**Assigned task A**. List the housing areas that the passage on the base evacuation names as evacuation zones.
**Assigned task B**. From the passage on the base evacuation, return the text between "An announcement on" and "Detention Center Zone.", inclusive.

**Passage shown**.
++++++

An announcement on the base’s Facebook page listed the evacuation zones as the Caribbean Circle, Kittery Beach, Nob Hill, Tierra Key, West Iguana and Villamar housing areas. Nob Hill housing is on the road to the abandoned Camp X-Ray prison; Tierra Key is on the way to the current Detention Center Zone.

Residents of those six housing areas were advised to take shelter in either the base gym or the ballroom of the Windjammer restaurant complex. Parents were alerted at 3:30 p.m. to pick up their children from an after-school program. A shelter was also opened for people to bring their household pets before heading to the gym or ballroom evacuation sites.

But the all-clear came at 8 p.m.

The prison spokeswoman, Navy Cmdr. Anne Leanos of Joint Task Force Guantánamo, known as the JTF, did not respond to an email seeking comment on the fires — which shut down a medical clinic for U.S. troops assigned to the 1,700 troops and civilians assigned to staff the prison. The prison staff’s Twitter account, however, posted advice for pregnant women “over 35 weeks showing any symptoms” to report to the Navy base hospital “for treatment.”

++++++

**Provided information**.
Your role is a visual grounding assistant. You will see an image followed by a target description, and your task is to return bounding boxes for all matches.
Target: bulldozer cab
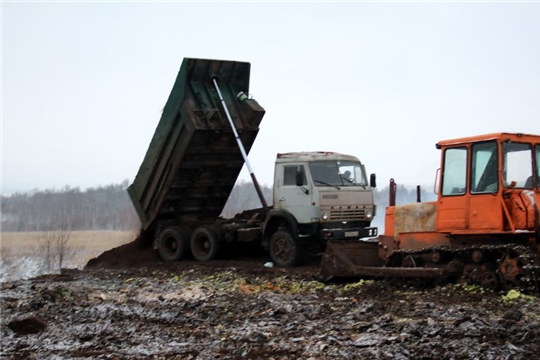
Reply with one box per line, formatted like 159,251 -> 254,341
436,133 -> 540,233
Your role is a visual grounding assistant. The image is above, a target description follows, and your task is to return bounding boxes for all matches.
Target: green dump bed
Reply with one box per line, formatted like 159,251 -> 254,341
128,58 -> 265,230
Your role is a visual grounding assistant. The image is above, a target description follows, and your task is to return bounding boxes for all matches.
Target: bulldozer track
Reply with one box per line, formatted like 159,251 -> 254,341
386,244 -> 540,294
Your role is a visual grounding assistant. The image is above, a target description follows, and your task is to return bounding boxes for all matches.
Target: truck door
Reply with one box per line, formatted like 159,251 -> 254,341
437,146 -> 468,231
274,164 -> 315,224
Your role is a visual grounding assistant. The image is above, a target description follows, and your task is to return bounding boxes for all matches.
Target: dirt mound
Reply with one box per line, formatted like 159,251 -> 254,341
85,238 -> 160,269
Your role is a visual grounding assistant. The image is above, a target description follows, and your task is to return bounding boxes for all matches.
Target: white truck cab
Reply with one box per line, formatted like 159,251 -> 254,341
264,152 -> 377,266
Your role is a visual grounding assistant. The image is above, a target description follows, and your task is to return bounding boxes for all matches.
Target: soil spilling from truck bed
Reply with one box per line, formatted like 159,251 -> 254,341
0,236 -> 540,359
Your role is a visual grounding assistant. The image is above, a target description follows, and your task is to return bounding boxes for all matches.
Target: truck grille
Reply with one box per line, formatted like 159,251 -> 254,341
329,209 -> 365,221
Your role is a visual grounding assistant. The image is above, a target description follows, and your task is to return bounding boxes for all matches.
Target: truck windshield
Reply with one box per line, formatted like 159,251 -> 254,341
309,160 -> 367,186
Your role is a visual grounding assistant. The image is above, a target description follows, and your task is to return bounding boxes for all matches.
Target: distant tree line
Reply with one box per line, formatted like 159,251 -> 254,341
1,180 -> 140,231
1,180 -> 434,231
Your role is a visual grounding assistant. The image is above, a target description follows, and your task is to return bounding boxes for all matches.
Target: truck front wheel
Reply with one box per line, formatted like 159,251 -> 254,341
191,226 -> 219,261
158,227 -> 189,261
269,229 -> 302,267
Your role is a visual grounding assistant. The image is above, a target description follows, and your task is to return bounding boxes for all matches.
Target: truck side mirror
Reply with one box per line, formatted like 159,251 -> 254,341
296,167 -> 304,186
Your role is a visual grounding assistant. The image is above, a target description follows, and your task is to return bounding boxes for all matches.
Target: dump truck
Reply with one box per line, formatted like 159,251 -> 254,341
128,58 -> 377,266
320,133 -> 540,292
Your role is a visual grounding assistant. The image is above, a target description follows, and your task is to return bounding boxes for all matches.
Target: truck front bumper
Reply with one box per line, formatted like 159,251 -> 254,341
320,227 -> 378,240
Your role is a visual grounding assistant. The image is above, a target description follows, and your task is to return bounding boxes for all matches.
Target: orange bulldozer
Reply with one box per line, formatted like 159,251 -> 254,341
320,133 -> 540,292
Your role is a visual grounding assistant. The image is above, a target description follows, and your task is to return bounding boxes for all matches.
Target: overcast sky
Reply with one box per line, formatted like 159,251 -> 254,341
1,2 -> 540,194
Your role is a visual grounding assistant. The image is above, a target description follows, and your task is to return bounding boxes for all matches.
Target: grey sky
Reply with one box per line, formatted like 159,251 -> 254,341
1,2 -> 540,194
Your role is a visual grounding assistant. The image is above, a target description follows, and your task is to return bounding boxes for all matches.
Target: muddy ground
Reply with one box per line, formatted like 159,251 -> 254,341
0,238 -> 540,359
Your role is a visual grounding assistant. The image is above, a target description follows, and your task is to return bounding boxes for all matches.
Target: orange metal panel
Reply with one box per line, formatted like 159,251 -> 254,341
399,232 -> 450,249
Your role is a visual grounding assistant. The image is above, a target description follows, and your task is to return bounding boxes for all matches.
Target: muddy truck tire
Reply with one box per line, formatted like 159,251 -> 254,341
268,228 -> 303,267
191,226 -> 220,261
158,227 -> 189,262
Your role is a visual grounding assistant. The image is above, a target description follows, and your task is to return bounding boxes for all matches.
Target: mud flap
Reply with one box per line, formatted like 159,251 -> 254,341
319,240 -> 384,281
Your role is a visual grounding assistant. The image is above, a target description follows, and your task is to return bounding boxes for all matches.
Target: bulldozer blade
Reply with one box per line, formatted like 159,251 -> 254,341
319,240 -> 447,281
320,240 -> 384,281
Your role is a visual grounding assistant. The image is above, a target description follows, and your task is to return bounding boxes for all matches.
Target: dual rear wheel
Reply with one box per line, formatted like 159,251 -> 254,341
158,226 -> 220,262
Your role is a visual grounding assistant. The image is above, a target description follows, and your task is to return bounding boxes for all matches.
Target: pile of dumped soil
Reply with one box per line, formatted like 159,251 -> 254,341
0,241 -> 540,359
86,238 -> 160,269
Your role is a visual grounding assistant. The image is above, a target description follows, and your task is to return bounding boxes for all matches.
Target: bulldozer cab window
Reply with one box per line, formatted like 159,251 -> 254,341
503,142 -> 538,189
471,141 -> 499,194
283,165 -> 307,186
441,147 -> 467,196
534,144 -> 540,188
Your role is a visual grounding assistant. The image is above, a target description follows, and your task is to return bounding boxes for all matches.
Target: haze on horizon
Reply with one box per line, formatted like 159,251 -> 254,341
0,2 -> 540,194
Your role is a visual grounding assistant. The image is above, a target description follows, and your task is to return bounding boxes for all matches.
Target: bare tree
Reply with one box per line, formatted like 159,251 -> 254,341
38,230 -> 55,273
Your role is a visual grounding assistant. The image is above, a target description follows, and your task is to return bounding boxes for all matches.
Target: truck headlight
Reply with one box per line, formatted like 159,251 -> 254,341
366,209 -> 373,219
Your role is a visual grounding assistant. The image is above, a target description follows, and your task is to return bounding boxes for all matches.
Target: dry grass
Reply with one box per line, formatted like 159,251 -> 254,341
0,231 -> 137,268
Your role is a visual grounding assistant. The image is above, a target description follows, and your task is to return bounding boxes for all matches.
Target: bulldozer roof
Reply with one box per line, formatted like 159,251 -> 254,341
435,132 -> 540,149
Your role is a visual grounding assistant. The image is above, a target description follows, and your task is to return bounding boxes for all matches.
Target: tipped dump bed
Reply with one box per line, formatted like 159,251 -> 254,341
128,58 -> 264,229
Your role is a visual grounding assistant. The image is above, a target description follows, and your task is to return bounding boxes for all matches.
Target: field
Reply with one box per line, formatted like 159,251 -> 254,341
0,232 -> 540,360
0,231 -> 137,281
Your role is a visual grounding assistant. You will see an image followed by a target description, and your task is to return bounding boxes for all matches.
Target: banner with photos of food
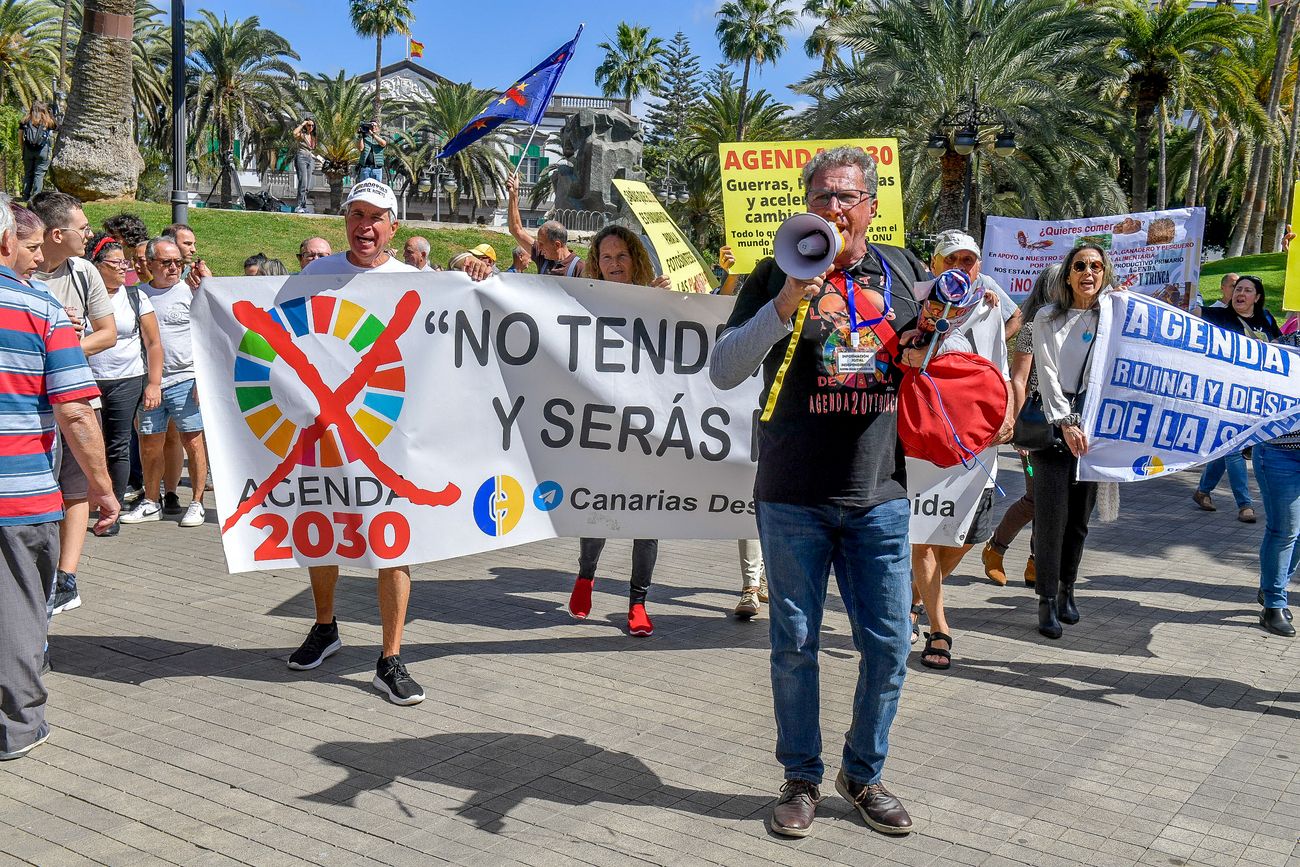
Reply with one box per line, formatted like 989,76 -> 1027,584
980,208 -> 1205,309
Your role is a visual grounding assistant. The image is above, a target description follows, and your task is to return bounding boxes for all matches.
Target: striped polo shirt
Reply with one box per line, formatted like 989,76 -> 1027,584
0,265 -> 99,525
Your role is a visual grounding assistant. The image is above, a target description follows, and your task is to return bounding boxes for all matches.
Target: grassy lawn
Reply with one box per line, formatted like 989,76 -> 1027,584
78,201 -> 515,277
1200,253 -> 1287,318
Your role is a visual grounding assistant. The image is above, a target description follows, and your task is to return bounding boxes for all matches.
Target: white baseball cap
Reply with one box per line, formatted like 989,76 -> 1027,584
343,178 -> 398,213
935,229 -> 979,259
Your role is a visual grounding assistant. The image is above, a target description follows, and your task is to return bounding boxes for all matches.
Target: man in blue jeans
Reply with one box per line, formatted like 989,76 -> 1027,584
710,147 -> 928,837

++++++

**Response A**. Caribbean Circle, Kittery Beach, Nob Hill, Tierra Key, West Iguana, Villamar

**Response B**.
An announcement on the base’s Facebook page listed the evacuation zones as the Caribbean Circle, Kittery Beach, Nob Hill, Tierra Key, West Iguana and Villamar housing areas. Nob Hill housing is on the road to the abandoned Camp X-Ray prison; Tierra Key is on the way to the current Detention Center Zone.